● **THE EXERCISE**
Count the lines in the items below that contain the string "person", and reply with that number alone.

● **RAW DATA**
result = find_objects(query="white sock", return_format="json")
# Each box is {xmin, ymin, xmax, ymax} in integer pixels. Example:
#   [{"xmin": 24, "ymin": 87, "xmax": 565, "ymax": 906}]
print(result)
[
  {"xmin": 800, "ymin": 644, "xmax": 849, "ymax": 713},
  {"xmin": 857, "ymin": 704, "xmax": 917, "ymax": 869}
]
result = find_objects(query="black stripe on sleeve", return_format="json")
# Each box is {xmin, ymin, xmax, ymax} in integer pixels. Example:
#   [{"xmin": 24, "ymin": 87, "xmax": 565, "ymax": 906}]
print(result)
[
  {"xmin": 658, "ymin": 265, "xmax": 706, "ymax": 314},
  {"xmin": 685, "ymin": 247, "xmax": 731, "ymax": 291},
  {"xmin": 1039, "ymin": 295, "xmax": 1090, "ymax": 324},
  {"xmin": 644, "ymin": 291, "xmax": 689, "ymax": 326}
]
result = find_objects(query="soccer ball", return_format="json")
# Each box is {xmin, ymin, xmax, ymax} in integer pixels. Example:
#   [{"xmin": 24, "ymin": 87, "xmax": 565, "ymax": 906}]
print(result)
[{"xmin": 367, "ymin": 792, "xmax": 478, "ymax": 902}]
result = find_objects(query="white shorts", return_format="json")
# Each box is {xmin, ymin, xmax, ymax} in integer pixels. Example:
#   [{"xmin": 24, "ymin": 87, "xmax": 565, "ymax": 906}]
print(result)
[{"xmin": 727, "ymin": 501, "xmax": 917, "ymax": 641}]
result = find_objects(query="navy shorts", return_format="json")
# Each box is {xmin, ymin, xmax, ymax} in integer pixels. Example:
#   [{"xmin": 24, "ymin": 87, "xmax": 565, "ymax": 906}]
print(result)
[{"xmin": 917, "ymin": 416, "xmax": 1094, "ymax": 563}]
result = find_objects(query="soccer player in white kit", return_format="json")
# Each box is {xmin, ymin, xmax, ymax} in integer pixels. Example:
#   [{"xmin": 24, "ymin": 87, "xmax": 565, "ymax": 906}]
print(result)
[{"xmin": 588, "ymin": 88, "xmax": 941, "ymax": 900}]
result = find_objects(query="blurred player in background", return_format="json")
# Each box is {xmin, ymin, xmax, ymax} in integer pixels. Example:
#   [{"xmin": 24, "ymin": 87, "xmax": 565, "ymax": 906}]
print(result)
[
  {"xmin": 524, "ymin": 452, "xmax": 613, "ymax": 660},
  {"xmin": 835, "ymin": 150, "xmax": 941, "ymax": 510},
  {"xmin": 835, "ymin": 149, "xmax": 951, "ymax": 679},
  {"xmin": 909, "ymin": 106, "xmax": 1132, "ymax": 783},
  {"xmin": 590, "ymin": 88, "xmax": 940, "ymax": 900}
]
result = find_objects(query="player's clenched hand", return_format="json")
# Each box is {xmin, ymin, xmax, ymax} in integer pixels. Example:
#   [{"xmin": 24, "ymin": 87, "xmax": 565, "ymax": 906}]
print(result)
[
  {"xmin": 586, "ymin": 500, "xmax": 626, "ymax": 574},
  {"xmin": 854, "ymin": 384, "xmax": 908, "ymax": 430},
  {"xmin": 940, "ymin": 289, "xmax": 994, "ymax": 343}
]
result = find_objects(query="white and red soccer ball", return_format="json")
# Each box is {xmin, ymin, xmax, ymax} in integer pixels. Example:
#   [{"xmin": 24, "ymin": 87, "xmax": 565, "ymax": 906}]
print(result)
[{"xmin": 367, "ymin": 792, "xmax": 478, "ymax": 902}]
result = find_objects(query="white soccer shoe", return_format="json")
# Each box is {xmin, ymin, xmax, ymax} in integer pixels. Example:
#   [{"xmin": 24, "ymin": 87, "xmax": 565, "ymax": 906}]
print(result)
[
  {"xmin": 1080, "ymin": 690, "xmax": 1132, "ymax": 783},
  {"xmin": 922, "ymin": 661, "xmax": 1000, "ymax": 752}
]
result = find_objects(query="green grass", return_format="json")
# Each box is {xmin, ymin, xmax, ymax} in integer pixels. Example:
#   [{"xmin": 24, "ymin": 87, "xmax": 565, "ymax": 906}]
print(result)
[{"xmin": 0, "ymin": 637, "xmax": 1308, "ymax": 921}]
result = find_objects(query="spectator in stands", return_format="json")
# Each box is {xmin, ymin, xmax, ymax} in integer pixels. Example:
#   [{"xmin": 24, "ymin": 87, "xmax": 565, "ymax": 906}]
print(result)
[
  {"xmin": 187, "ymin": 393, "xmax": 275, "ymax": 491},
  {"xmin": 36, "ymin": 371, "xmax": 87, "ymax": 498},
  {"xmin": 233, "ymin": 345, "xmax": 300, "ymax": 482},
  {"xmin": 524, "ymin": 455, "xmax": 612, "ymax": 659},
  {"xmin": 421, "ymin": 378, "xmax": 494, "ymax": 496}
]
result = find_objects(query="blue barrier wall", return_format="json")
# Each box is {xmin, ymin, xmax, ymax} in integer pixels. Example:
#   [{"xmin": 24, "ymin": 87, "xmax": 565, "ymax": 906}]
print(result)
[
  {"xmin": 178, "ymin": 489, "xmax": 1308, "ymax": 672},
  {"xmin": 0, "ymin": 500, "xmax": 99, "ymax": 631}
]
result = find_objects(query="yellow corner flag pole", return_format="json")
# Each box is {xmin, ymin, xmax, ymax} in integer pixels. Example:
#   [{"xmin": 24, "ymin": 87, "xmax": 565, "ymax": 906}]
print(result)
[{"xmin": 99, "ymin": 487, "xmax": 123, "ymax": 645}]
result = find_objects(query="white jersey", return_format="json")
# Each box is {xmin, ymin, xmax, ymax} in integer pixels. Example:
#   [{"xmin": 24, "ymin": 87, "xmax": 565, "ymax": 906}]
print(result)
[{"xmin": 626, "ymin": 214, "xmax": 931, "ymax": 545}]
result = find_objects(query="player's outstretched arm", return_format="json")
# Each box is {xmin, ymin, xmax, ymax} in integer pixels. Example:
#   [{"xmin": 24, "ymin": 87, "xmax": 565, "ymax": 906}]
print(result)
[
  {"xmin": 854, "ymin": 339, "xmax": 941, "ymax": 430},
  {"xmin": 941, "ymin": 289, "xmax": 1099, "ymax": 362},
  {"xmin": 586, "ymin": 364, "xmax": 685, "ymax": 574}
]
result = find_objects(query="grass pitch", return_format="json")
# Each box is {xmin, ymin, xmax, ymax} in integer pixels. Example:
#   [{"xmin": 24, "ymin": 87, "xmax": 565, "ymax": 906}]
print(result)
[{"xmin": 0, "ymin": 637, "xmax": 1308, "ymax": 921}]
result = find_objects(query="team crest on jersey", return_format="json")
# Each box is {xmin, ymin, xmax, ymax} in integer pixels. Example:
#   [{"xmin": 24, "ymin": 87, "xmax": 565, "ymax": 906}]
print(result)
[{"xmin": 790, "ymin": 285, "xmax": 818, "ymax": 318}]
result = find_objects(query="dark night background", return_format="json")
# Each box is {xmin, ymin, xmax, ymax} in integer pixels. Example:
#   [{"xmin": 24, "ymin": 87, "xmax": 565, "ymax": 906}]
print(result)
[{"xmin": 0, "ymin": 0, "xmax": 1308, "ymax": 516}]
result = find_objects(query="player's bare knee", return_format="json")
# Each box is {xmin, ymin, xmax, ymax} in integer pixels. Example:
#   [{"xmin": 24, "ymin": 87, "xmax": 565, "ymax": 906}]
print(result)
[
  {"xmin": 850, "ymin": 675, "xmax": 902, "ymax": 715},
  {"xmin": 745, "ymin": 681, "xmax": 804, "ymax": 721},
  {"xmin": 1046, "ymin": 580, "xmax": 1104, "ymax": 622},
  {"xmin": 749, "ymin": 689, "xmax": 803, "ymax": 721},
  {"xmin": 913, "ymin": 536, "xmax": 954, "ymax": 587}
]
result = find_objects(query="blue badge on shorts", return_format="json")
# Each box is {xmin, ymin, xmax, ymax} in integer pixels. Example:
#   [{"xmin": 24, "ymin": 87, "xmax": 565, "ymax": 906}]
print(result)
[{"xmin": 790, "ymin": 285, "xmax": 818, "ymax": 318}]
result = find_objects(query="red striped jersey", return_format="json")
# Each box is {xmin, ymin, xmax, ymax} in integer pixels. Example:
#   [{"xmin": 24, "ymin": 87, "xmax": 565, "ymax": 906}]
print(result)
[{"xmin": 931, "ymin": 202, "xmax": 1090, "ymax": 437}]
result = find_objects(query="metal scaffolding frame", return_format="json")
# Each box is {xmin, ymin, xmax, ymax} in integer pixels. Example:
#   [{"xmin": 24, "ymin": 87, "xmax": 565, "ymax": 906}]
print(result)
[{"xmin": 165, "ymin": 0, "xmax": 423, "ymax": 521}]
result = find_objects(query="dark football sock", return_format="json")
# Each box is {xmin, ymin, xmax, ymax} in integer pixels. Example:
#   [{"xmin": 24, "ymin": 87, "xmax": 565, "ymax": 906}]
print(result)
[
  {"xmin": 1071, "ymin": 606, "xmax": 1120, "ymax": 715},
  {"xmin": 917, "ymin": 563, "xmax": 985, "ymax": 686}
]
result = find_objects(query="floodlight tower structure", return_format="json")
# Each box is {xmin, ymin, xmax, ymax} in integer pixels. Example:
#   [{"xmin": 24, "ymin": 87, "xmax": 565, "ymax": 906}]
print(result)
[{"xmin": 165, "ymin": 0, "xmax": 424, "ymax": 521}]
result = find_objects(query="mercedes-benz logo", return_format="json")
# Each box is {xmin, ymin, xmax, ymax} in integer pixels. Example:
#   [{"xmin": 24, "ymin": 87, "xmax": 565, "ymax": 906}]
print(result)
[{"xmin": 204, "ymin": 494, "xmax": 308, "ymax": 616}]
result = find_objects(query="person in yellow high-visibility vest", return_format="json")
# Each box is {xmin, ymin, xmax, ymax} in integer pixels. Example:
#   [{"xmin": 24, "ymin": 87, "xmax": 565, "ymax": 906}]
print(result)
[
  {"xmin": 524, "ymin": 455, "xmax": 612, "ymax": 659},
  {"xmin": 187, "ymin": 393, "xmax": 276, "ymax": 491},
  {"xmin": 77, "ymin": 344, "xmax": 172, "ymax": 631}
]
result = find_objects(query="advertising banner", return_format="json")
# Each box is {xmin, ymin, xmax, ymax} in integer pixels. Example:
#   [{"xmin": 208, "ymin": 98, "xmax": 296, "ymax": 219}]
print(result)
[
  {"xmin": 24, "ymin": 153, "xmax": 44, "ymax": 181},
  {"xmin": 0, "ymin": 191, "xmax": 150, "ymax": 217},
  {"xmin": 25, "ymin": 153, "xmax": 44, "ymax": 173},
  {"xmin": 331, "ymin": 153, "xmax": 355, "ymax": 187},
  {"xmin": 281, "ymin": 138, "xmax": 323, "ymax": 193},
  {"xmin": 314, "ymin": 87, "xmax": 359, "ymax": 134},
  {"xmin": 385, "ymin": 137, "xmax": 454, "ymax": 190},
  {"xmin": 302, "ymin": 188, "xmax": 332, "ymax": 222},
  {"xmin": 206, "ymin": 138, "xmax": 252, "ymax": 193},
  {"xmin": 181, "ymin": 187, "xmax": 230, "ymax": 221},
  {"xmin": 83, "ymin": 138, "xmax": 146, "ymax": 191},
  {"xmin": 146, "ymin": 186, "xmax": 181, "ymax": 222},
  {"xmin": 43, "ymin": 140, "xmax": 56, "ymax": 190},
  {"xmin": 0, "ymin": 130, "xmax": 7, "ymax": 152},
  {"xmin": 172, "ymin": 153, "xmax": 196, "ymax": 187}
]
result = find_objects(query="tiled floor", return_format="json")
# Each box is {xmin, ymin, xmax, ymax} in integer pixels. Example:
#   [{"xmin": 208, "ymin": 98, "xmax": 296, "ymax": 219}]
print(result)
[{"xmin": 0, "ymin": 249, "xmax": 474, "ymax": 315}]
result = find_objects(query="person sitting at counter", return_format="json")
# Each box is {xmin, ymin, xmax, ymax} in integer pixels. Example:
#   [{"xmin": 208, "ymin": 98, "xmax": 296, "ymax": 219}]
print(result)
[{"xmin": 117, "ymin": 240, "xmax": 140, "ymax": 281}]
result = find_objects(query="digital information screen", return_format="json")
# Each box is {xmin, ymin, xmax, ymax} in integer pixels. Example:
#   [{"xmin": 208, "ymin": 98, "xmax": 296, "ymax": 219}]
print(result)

● **TASK SOLUTION**
2